By inviting Gülen back to Turkey, Erdoğan gave him the choice between declining or returning and having his room for maneuver severely constrained; and thus effectively prevented Gülen from coming back and actively challenging Erdoğan’s grip on power. But, in the longer term, although it may be difficult for him personally, Gülen’s continued exile will help preserve the mystique with which he is regarded by his followers.
The Gülen Movement remains willfully opaque. The decision-making processes within the movement are unclear, although Gülen appears to restrict himself to announcing broad strategic goals rather than becoming involved in their detailed implementation. In many instances, individuals and groups of activists appear to enjoy considerable autonomy. Nevertheless, if Gülen was to return to Turkey it would be very difficult for him not to become more involved in the day to day running of the organization – not least because he would be much more accessible for advice and consultation. As a result, Gülen’s continued exile in the United States appears likely to ensure his persona rather than his person remains the movement’s main unifying force – and will thus make it easier to manage the transition when, eventually, Gülen dies.

(The records):
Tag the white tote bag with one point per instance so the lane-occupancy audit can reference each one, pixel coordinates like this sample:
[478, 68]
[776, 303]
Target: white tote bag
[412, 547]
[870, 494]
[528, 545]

(Directions):
[A] Copy the passage on Gülen's exile word for word, starting at "The Gülen Movement" and ending at "eventually, Gülen dies.".
[B] Repeat all of the records line for line, keeping every character as it is.
The text and the records have no connection to each other.

(Task-by-task results):
[A]
The Gülen Movement remains willfully opaque. The decision-making processes within the movement are unclear, although Gülen appears to restrict himself to announcing broad strategic goals rather than becoming involved in their detailed implementation. In many instances, individuals and groups of activists appear to enjoy considerable autonomy. Nevertheless, if Gülen was to return to Turkey it would be very difficult for him not to become more involved in the day to day running of the organization – not least because he would be much more accessible for advice and consultation. As a result, Gülen’s continued exile in the United States appears likely to ensure his persona rather than his person remains the movement’s main unifying force – and will thus make it easier to manage the transition when, eventually, Gülen dies.

[B]
Tag the white tote bag with one point per instance so the lane-occupancy audit can reference each one, pixel coordinates like this sample:
[478, 68]
[776, 303]
Target: white tote bag
[412, 547]
[870, 494]
[528, 545]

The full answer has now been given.